__Source excerpt__:
The second half of Opposites is a different story all together; described again by Neil as “looking more positively” when compared to the first half of the albums bleak outlook on life. This is immediately obvious as track 12 (or track one) 'Stingin' Belle' kicks in. Fans will have heard this track before, as it was the first song to receive radio airplay from the album and, although technically not a single, the song was available via download.
Track 14 'Spanish Radio' will surprise fans with the inclusion of a mariachi trumpet, which aids Neil's claims of the second half of the album being more upbeat and optimistic. Spanish brass inclusions aside, this does feel like the stadium-filling Biffy Clyro that you've come to expect and the songs dynamics rise and fall in a dramatic fashion that stems from years of song writing.
'Pocket' is perhaps the most accessible Biffy Clyro song yet. Harbouring pop sensibilities that will be recognisable to those familiar with Neil's sideproject Marmaduke Duke, the track is sweet and punchy with a simple piano melody running throughout. However the sweetness of the track makes the next track 'Trumpet or Tap' seem really quite jarring. The changing time-signatures will once again be a welcome relief to some but when included after 'Pocket' really detract from the overall feel of the song despite it's chorus being one of the more memorable from the over all record.
Perhaps the strongest three songs from the entire album are reserved for the finale. 'Accident Without Emergency' is probably the best of the three. A marching drum beat coupled with fantastically audible bass drives the song forward while an understated math-rock guitar ornaments the verses. 'Woo Woo' is as a aggressive a song as you're likely to find on the album and one which will please old fans as much as intrigue new ones and will sure to be a crowd-pleaser live. 'Picture A Knife Fight' is the penultimate song on the album (the last being an instrumental) and is a contender for best song on the album. As it the song plays out and Neil is singing “We've got to stick together”, you can't help but feel totally uplifted, although why we have to wait until the closing minutes of the album to hear songs as strong as the aforementioned is anyone's guess.
The releasing a double album is usually reserved for bands who are so wrapped up in their own sense of self importance they feel that all the tracks they write between albums are worthy of making the final cut and for bands that feel a 'greatest hits' album with the inclusion of a few B-sides is a worthwhile substitute for new material. However that doesn't feel the case with Opposites. At times the album may be spread fairly thinly, with a couple of tracks feeling like filler. Nevertheless this is a strong album, albeit not career-defining. The idea of a double-album so as to play on the dichotomous nature of the songs featuring on each disk is at once both interesting and bordering on the pretentious.

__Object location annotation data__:
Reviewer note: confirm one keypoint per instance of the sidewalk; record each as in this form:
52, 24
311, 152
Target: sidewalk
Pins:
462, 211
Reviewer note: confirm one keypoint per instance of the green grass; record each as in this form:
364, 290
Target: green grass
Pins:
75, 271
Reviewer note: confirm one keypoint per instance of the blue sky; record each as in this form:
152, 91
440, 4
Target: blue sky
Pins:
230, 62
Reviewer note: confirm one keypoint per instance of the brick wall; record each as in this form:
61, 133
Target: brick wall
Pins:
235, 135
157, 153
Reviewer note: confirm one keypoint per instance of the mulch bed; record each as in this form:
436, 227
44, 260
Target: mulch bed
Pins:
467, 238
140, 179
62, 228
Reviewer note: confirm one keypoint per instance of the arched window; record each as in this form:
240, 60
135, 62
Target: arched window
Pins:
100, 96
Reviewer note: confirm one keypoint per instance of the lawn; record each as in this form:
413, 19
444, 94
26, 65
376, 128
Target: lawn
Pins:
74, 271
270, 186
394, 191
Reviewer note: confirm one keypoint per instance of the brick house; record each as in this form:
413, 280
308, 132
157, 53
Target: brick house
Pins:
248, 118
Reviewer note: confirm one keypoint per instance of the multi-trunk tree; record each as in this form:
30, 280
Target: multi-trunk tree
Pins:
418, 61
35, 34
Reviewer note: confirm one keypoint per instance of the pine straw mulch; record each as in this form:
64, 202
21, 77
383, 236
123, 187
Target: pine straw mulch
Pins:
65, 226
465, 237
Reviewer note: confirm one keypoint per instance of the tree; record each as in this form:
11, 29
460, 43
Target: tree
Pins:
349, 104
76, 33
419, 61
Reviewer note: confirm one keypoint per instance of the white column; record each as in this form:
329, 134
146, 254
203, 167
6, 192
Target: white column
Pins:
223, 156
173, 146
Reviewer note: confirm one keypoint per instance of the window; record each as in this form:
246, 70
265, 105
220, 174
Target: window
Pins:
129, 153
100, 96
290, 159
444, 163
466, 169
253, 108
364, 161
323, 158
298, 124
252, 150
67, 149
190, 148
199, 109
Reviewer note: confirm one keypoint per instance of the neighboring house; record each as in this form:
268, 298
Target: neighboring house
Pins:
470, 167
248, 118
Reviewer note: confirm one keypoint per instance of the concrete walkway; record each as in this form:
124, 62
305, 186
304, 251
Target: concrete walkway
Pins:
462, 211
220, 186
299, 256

__Complete the following__:
(A) In the album review, which track includes a mariachi trumpet?
(B) Which lines of the listing contain the string "trunk"? List each one.
The album review and the listing are unrelated to each other.

__Results for the exercise__:
(A) Track 14, 'Spanish Radio'.

(B)
Reviewer note: confirm one keypoint per instance of the multi-trunk tree; record each as in this form:
Target: multi-trunk tree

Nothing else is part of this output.